◆ REQUIREMENTS
Locate every line in the data below that contains the word "orange", and copy each of those lines. Case matters when matching.

Point labeling examples
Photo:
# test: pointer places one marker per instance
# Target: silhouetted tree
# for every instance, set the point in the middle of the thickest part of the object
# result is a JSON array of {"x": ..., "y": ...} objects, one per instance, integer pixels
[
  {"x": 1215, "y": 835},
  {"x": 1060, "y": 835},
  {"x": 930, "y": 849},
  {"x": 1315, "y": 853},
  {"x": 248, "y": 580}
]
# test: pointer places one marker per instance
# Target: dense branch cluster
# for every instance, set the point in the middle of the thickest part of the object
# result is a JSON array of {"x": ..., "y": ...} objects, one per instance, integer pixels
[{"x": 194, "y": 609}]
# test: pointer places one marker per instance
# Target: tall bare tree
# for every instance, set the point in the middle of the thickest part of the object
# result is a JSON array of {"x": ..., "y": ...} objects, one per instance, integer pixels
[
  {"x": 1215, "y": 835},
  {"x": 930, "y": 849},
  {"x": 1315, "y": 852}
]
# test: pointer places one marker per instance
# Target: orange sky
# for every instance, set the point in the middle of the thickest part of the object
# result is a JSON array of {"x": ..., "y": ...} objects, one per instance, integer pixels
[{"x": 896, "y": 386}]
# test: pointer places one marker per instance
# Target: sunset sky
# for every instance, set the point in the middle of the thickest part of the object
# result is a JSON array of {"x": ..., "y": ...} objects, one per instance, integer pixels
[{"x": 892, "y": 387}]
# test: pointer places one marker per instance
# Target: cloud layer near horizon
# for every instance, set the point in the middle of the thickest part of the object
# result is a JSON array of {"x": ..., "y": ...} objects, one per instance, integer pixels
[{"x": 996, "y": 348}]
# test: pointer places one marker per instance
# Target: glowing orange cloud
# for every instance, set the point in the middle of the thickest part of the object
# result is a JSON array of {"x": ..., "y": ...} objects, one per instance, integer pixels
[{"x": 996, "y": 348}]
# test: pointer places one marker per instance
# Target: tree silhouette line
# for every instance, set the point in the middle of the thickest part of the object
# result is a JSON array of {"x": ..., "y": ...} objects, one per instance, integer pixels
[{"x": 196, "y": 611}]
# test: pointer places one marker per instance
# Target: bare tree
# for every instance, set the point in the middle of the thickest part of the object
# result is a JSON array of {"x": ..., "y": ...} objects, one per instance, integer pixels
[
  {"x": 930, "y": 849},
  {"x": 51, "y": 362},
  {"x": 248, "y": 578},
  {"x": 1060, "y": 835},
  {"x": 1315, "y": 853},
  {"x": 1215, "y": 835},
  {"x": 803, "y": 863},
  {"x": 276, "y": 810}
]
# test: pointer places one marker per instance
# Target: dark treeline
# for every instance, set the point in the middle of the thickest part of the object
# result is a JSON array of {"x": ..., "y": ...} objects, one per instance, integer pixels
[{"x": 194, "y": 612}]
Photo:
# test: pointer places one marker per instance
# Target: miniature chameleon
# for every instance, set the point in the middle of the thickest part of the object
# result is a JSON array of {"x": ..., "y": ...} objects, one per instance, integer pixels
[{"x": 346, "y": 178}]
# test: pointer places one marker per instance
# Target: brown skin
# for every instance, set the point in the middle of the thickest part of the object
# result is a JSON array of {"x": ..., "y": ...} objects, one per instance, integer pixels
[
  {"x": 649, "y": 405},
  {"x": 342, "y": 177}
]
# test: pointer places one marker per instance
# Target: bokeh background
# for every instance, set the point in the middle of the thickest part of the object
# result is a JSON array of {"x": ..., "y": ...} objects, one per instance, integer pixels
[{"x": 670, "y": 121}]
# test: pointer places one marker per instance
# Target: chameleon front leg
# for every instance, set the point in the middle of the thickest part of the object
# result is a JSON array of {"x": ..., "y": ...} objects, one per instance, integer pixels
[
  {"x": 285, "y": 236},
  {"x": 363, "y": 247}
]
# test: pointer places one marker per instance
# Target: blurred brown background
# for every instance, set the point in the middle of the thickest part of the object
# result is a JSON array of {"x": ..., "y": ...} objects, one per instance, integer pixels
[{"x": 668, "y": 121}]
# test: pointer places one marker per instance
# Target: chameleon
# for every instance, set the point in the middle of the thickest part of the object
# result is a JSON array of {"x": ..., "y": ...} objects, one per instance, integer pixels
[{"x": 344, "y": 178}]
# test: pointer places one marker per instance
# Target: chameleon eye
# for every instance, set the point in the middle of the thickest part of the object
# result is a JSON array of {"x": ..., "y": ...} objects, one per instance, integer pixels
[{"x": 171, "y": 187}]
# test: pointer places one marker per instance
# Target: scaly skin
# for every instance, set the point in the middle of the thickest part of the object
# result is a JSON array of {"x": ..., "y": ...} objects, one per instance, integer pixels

◆ EXERCISE SOLUTION
# Target: orange sky
# Target: glowing orange cloud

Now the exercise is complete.